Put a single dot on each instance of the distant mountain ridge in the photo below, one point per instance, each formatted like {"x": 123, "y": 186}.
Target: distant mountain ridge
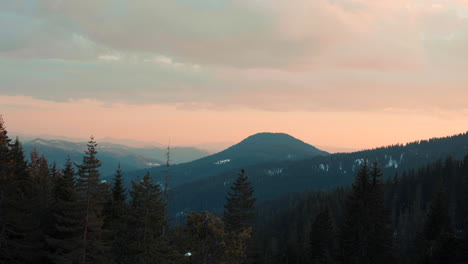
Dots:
{"x": 256, "y": 149}
{"x": 110, "y": 154}
{"x": 275, "y": 179}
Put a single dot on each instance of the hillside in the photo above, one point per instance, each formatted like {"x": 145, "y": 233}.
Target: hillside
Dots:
{"x": 256, "y": 149}
{"x": 275, "y": 179}
{"x": 110, "y": 154}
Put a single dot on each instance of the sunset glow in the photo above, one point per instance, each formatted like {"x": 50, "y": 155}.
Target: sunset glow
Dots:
{"x": 341, "y": 73}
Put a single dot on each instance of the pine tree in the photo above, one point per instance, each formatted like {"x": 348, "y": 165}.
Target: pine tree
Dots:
{"x": 206, "y": 235}
{"x": 22, "y": 230}
{"x": 238, "y": 216}
{"x": 355, "y": 242}
{"x": 119, "y": 196}
{"x": 64, "y": 237}
{"x": 116, "y": 215}
{"x": 322, "y": 238}
{"x": 239, "y": 208}
{"x": 92, "y": 195}
{"x": 436, "y": 242}
{"x": 380, "y": 231}
{"x": 4, "y": 185}
{"x": 144, "y": 224}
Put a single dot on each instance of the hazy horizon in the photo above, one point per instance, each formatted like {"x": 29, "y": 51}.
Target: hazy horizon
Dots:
{"x": 200, "y": 71}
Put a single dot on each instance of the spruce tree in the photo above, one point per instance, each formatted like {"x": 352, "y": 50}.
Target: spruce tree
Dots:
{"x": 92, "y": 194}
{"x": 4, "y": 185}
{"x": 64, "y": 237}
{"x": 239, "y": 208}
{"x": 436, "y": 241}
{"x": 144, "y": 224}
{"x": 380, "y": 230}
{"x": 322, "y": 238}
{"x": 22, "y": 229}
{"x": 238, "y": 216}
{"x": 354, "y": 236}
{"x": 116, "y": 215}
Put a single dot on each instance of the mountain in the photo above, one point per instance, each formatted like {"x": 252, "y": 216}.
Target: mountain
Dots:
{"x": 258, "y": 148}
{"x": 274, "y": 179}
{"x": 110, "y": 154}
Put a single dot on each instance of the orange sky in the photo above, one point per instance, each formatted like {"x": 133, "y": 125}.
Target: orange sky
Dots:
{"x": 343, "y": 73}
{"x": 159, "y": 123}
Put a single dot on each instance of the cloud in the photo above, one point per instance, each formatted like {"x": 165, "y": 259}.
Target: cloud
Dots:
{"x": 313, "y": 55}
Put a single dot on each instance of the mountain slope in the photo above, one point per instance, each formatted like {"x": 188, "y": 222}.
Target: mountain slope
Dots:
{"x": 275, "y": 179}
{"x": 258, "y": 148}
{"x": 110, "y": 154}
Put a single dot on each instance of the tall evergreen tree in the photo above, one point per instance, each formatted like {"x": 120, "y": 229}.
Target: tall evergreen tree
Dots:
{"x": 22, "y": 229}
{"x": 366, "y": 235}
{"x": 239, "y": 212}
{"x": 322, "y": 238}
{"x": 116, "y": 216}
{"x": 64, "y": 237}
{"x": 239, "y": 208}
{"x": 144, "y": 224}
{"x": 92, "y": 195}
{"x": 380, "y": 230}
{"x": 354, "y": 238}
{"x": 436, "y": 242}
{"x": 4, "y": 184}
{"x": 118, "y": 206}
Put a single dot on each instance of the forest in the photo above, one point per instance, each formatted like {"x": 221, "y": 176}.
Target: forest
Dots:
{"x": 70, "y": 215}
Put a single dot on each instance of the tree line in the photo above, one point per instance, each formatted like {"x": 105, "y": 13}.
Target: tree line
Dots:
{"x": 420, "y": 216}
{"x": 68, "y": 215}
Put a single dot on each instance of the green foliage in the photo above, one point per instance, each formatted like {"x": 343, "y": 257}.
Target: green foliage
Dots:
{"x": 206, "y": 237}
{"x": 144, "y": 224}
{"x": 239, "y": 208}
{"x": 64, "y": 237}
{"x": 93, "y": 195}
{"x": 322, "y": 238}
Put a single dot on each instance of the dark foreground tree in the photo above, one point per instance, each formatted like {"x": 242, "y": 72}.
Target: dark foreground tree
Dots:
{"x": 239, "y": 212}
{"x": 239, "y": 209}
{"x": 92, "y": 193}
{"x": 322, "y": 238}
{"x": 436, "y": 243}
{"x": 366, "y": 236}
{"x": 64, "y": 238}
{"x": 145, "y": 243}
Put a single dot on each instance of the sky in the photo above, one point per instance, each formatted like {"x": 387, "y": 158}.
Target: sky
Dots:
{"x": 341, "y": 73}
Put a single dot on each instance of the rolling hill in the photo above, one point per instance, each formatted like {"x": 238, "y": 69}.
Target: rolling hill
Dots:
{"x": 110, "y": 154}
{"x": 274, "y": 179}
{"x": 256, "y": 149}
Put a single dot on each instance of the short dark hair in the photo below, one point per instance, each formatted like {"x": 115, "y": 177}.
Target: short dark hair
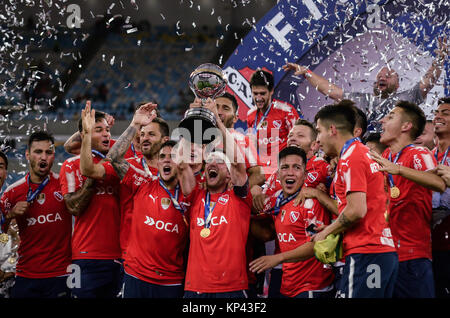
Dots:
{"x": 444, "y": 100}
{"x": 372, "y": 137}
{"x": 342, "y": 114}
{"x": 361, "y": 120}
{"x": 5, "y": 159}
{"x": 158, "y": 113}
{"x": 99, "y": 115}
{"x": 292, "y": 150}
{"x": 163, "y": 126}
{"x": 232, "y": 99}
{"x": 262, "y": 78}
{"x": 416, "y": 115}
{"x": 40, "y": 136}
{"x": 304, "y": 122}
{"x": 375, "y": 138}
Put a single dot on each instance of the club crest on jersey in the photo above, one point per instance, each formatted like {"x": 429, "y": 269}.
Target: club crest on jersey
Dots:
{"x": 211, "y": 204}
{"x": 283, "y": 213}
{"x": 309, "y": 203}
{"x": 312, "y": 176}
{"x": 41, "y": 198}
{"x": 224, "y": 199}
{"x": 58, "y": 196}
{"x": 277, "y": 123}
{"x": 165, "y": 203}
{"x": 293, "y": 216}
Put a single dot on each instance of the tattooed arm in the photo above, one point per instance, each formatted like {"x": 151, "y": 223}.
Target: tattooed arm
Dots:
{"x": 354, "y": 211}
{"x": 79, "y": 200}
{"x": 143, "y": 116}
{"x": 87, "y": 166}
{"x": 73, "y": 144}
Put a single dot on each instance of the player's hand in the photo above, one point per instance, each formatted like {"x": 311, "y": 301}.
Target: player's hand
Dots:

----------

• Written problem:
The entries above should be reproduced exactly, without their pictures.

• Solution to this problem:
Put a single dot on each instance of the distant mountain ridge in the photo below, one point per instance, each formatted like {"x": 123, "y": 186}.
Target: distant mountain ridge
Dots:
{"x": 256, "y": 149}
{"x": 110, "y": 154}
{"x": 275, "y": 179}
Put a single dot on each instance of the hillside in the photo above, one point per instance, each formatted like {"x": 145, "y": 233}.
Target: hillside
Dots:
{"x": 256, "y": 149}
{"x": 275, "y": 179}
{"x": 110, "y": 154}
Put a single dot on each instance of the sunset glow in the photo above, one point per instance, each formatted like {"x": 50, "y": 155}.
Target: sunset glow
Dots:
{"x": 341, "y": 73}
Put a single dot on each instance of the pine tree in the photo above, one point per instance, each formatted like {"x": 348, "y": 165}.
Target: pine tree
Dots:
{"x": 206, "y": 235}
{"x": 22, "y": 230}
{"x": 238, "y": 216}
{"x": 355, "y": 242}
{"x": 119, "y": 196}
{"x": 64, "y": 237}
{"x": 116, "y": 215}
{"x": 322, "y": 238}
{"x": 239, "y": 208}
{"x": 92, "y": 195}
{"x": 436, "y": 242}
{"x": 380, "y": 231}
{"x": 4, "y": 185}
{"x": 144, "y": 224}
Put a single dot on each instance of the hazy horizon in the photo above, one point per instance, each formatted like {"x": 29, "y": 51}.
Target: hazy horizon
Dots:
{"x": 200, "y": 71}
Put a single dot on each instance of the spruce tree in the photo above, one point per instance, each formatted like {"x": 352, "y": 50}.
Target: spruce tree
Dots:
{"x": 92, "y": 194}
{"x": 4, "y": 185}
{"x": 64, "y": 237}
{"x": 239, "y": 208}
{"x": 436, "y": 241}
{"x": 144, "y": 224}
{"x": 380, "y": 230}
{"x": 322, "y": 238}
{"x": 22, "y": 229}
{"x": 238, "y": 216}
{"x": 354, "y": 236}
{"x": 116, "y": 215}
Put a single dot on each instance of the mountain in the photo above, one point per instance, each formatted like {"x": 252, "y": 216}.
Target: mountain
Dots:
{"x": 258, "y": 148}
{"x": 274, "y": 179}
{"x": 110, "y": 154}
Put a single dot on each instance of the orange sky in the photo above, one point per instance, each formatted like {"x": 133, "y": 125}.
Target: orange sky
Dots:
{"x": 343, "y": 73}
{"x": 159, "y": 123}
Put a single dot on each instance of the cloud in the photo above, one point per instance, each formatted like {"x": 165, "y": 259}.
Target: cloud
Dots:
{"x": 313, "y": 55}
Put a single dot on each instance of the mountain slope in the photo above, one point per instance, each formatted like {"x": 188, "y": 222}.
Target: mountain slope
Dots:
{"x": 275, "y": 179}
{"x": 258, "y": 148}
{"x": 110, "y": 154}
Put a single dot on each instance of the tall evergreen tree in the photo above, one point per instance, each formatted like {"x": 120, "y": 229}.
Target: tall evergreen tree
Dots:
{"x": 22, "y": 229}
{"x": 366, "y": 235}
{"x": 239, "y": 212}
{"x": 322, "y": 238}
{"x": 116, "y": 216}
{"x": 64, "y": 237}
{"x": 239, "y": 208}
{"x": 144, "y": 224}
{"x": 92, "y": 195}
{"x": 380, "y": 230}
{"x": 354, "y": 238}
{"x": 436, "y": 242}
{"x": 4, "y": 184}
{"x": 118, "y": 206}
Put a single dot on each instance of the forest in the photo above, one point per instance, each formatted like {"x": 221, "y": 176}.
Target: forest
Dots:
{"x": 70, "y": 215}
Put a single dot on each instance of the tree line in the photo above, one point per instance, each formatted like {"x": 105, "y": 13}.
Target: tree line
Dots:
{"x": 420, "y": 216}
{"x": 68, "y": 215}
Put a single dot on each instance of the green foliage in the photo above, one point per instance, each formatted like {"x": 343, "y": 257}.
Target: green foliage
Dots:
{"x": 206, "y": 237}
{"x": 144, "y": 224}
{"x": 239, "y": 208}
{"x": 64, "y": 237}
{"x": 93, "y": 195}
{"x": 322, "y": 238}
Put a single dot on each instance of the dark foreground tree in the photo above, one point per instance, each formatted like {"x": 242, "y": 72}.
Target: dark foreground tree
Dots:
{"x": 239, "y": 212}
{"x": 239, "y": 209}
{"x": 92, "y": 193}
{"x": 322, "y": 238}
{"x": 436, "y": 243}
{"x": 366, "y": 236}
{"x": 64, "y": 238}
{"x": 145, "y": 243}
Put a single dot on each instance of the sky in the photo above, one point per instance, each formatted like {"x": 387, "y": 158}.
Target: sky
Dots:
{"x": 341, "y": 73}
Put a single dot on each instance of the rolling hill in the photo above, one point per instance, each formatted like {"x": 238, "y": 69}.
Target: rolling hill
Dots:
{"x": 110, "y": 154}
{"x": 274, "y": 179}
{"x": 256, "y": 149}
Put a single dot on each instance of the short dark hair in the photo below, one point per instance, each formatted like {"x": 115, "y": 177}.
Target: short dark hair
Dots:
{"x": 444, "y": 100}
{"x": 372, "y": 137}
{"x": 342, "y": 114}
{"x": 361, "y": 120}
{"x": 5, "y": 159}
{"x": 158, "y": 113}
{"x": 99, "y": 115}
{"x": 292, "y": 150}
{"x": 163, "y": 126}
{"x": 232, "y": 99}
{"x": 262, "y": 78}
{"x": 416, "y": 115}
{"x": 40, "y": 136}
{"x": 304, "y": 122}
{"x": 375, "y": 138}
Put a single dot on each instance of the club crest on jersey in the photo above, one point per instance, each formatted like {"x": 429, "y": 269}.
Target: club crest on jersey
Dots:
{"x": 211, "y": 204}
{"x": 283, "y": 213}
{"x": 309, "y": 203}
{"x": 312, "y": 176}
{"x": 41, "y": 198}
{"x": 224, "y": 199}
{"x": 58, "y": 196}
{"x": 277, "y": 123}
{"x": 165, "y": 203}
{"x": 293, "y": 216}
Put a single dot on each instance of the tattooed arm in the photo above, one point per instance, each formatted like {"x": 151, "y": 223}.
Target: tattooed arm
Dots:
{"x": 354, "y": 211}
{"x": 79, "y": 200}
{"x": 143, "y": 116}
{"x": 87, "y": 166}
{"x": 73, "y": 144}
Put a single dot on each instance of the player's hand in the photo above, one point per instance, each formatted like {"x": 311, "y": 301}.
Target: player's hand
Dots:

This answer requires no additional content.